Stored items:
===============

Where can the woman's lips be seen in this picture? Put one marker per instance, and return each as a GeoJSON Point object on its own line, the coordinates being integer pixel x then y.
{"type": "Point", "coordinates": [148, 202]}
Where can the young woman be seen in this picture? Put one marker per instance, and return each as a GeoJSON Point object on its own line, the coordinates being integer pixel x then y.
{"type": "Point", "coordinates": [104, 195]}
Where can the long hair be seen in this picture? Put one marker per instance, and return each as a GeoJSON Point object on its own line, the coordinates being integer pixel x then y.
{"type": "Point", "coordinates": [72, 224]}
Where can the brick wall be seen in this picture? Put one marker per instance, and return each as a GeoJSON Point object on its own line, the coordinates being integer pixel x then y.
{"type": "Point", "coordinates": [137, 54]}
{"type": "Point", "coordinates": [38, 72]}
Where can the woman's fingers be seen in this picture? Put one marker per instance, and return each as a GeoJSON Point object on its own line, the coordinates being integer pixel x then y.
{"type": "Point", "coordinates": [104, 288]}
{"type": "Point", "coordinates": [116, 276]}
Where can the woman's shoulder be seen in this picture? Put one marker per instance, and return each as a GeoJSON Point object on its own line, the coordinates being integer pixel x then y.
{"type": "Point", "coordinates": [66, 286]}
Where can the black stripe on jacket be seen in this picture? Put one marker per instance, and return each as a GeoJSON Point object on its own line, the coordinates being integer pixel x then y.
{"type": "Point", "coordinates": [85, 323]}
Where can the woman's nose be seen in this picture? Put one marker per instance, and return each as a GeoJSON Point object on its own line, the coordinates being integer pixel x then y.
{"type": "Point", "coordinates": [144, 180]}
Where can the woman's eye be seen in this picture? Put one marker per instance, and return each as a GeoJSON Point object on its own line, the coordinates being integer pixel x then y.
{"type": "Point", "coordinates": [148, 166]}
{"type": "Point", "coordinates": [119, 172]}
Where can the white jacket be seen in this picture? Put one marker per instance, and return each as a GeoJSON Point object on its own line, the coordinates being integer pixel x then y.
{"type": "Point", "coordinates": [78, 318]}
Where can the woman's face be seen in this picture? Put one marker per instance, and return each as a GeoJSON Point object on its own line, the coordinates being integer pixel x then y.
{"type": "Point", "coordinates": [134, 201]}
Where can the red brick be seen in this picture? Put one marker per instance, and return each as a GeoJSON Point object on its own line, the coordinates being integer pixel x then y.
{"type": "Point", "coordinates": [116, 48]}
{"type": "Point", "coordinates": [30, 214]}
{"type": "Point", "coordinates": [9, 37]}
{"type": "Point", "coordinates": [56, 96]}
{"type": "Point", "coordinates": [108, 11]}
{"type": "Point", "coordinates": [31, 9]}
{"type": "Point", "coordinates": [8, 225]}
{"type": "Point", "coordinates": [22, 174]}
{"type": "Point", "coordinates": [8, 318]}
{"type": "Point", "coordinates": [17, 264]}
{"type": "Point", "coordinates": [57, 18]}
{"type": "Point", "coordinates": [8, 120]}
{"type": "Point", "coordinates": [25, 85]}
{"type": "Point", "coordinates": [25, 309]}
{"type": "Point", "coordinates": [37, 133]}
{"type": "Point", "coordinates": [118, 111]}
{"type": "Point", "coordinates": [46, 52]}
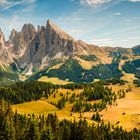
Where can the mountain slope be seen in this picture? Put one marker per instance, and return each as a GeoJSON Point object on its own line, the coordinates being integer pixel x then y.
{"type": "Point", "coordinates": [49, 51]}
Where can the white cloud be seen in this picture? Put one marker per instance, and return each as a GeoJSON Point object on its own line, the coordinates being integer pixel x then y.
{"type": "Point", "coordinates": [94, 2]}
{"type": "Point", "coordinates": [7, 4]}
{"type": "Point", "coordinates": [117, 14]}
{"type": "Point", "coordinates": [134, 0]}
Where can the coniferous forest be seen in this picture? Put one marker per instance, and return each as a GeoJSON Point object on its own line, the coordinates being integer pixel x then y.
{"type": "Point", "coordinates": [14, 126]}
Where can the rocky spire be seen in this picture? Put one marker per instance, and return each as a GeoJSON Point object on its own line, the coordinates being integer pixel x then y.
{"type": "Point", "coordinates": [2, 39]}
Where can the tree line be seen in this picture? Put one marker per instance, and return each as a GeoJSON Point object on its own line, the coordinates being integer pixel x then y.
{"type": "Point", "coordinates": [14, 126]}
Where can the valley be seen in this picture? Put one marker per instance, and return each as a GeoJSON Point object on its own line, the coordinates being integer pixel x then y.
{"type": "Point", "coordinates": [126, 113]}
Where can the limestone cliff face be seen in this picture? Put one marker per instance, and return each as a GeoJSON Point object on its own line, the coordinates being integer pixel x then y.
{"type": "Point", "coordinates": [19, 41]}
{"type": "Point", "coordinates": [5, 58]}
{"type": "Point", "coordinates": [34, 49]}
{"type": "Point", "coordinates": [51, 42]}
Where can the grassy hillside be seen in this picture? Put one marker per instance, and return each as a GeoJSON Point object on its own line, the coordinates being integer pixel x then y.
{"type": "Point", "coordinates": [124, 113]}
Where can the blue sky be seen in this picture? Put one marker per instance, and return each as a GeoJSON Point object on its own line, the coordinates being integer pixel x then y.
{"type": "Point", "coordinates": [102, 22]}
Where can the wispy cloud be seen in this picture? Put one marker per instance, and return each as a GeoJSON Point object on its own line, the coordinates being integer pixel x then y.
{"type": "Point", "coordinates": [7, 4]}
{"type": "Point", "coordinates": [94, 2]}
{"type": "Point", "coordinates": [134, 0]}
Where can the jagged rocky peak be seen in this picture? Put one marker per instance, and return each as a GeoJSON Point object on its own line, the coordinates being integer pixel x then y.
{"type": "Point", "coordinates": [2, 39]}
{"type": "Point", "coordinates": [13, 34]}
{"type": "Point", "coordinates": [28, 32]}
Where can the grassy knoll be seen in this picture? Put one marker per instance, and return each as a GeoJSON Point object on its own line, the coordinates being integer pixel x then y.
{"type": "Point", "coordinates": [125, 113]}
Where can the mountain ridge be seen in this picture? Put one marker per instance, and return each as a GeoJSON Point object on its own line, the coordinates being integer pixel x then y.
{"type": "Point", "coordinates": [32, 50]}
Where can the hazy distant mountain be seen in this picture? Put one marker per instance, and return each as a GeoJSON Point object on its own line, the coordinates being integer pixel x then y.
{"type": "Point", "coordinates": [31, 51]}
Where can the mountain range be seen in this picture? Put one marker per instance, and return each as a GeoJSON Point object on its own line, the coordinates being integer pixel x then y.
{"type": "Point", "coordinates": [49, 51]}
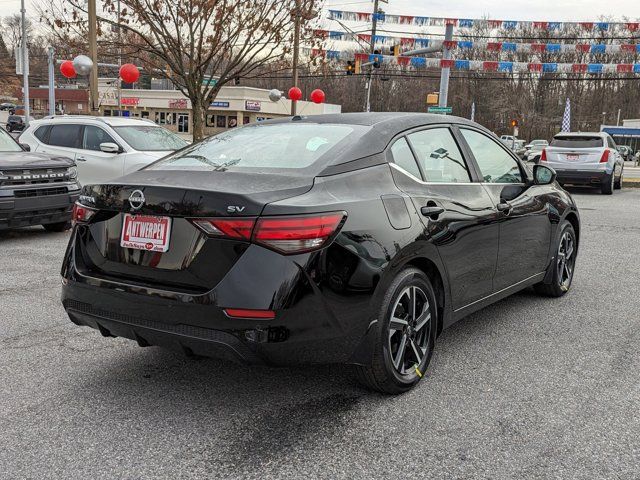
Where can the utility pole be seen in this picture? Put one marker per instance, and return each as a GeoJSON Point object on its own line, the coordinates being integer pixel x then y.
{"type": "Point", "coordinates": [25, 65]}
{"type": "Point", "coordinates": [374, 26]}
{"type": "Point", "coordinates": [93, 54]}
{"type": "Point", "coordinates": [296, 51]}
{"type": "Point", "coordinates": [52, 82]}
{"type": "Point", "coordinates": [444, 73]}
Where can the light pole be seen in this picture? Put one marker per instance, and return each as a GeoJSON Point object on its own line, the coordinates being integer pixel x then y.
{"type": "Point", "coordinates": [25, 64]}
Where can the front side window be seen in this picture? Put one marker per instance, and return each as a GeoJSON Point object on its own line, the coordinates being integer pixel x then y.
{"type": "Point", "coordinates": [259, 147]}
{"type": "Point", "coordinates": [403, 157]}
{"type": "Point", "coordinates": [66, 136]}
{"type": "Point", "coordinates": [94, 136]}
{"type": "Point", "coordinates": [8, 144]}
{"type": "Point", "coordinates": [439, 156]}
{"type": "Point", "coordinates": [496, 165]}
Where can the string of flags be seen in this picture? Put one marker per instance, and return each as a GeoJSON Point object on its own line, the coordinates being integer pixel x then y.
{"type": "Point", "coordinates": [470, 22]}
{"type": "Point", "coordinates": [498, 66]}
{"type": "Point", "coordinates": [414, 43]}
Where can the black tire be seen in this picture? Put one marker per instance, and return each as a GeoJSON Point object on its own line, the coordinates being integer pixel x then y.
{"type": "Point", "coordinates": [560, 285]}
{"type": "Point", "coordinates": [57, 227]}
{"type": "Point", "coordinates": [383, 375]}
{"type": "Point", "coordinates": [618, 183]}
{"type": "Point", "coordinates": [607, 186]}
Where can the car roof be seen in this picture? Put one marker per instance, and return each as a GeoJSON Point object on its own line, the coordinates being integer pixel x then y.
{"type": "Point", "coordinates": [382, 128]}
{"type": "Point", "coordinates": [581, 134]}
{"type": "Point", "coordinates": [112, 121]}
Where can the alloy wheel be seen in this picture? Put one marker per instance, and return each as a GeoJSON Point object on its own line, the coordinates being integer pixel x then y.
{"type": "Point", "coordinates": [409, 330]}
{"type": "Point", "coordinates": [566, 260]}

===============

Reproduce the lines of the entries above exactly, but only from the line containing "Where can the car" through the final line.

Where can the car roof be seen in this picture? Put one marker per instance, and return each as a GeoJSON Point object on its own line, the coordinates being integer pixel x then y.
{"type": "Point", "coordinates": [382, 128]}
{"type": "Point", "coordinates": [581, 134]}
{"type": "Point", "coordinates": [112, 121]}
Where can the alloy wheel be seen in this picture? Put one marker per instance, and return each as a GeoJSON Point object on its own line, the coordinates being integer pixel x then y.
{"type": "Point", "coordinates": [409, 330]}
{"type": "Point", "coordinates": [566, 260]}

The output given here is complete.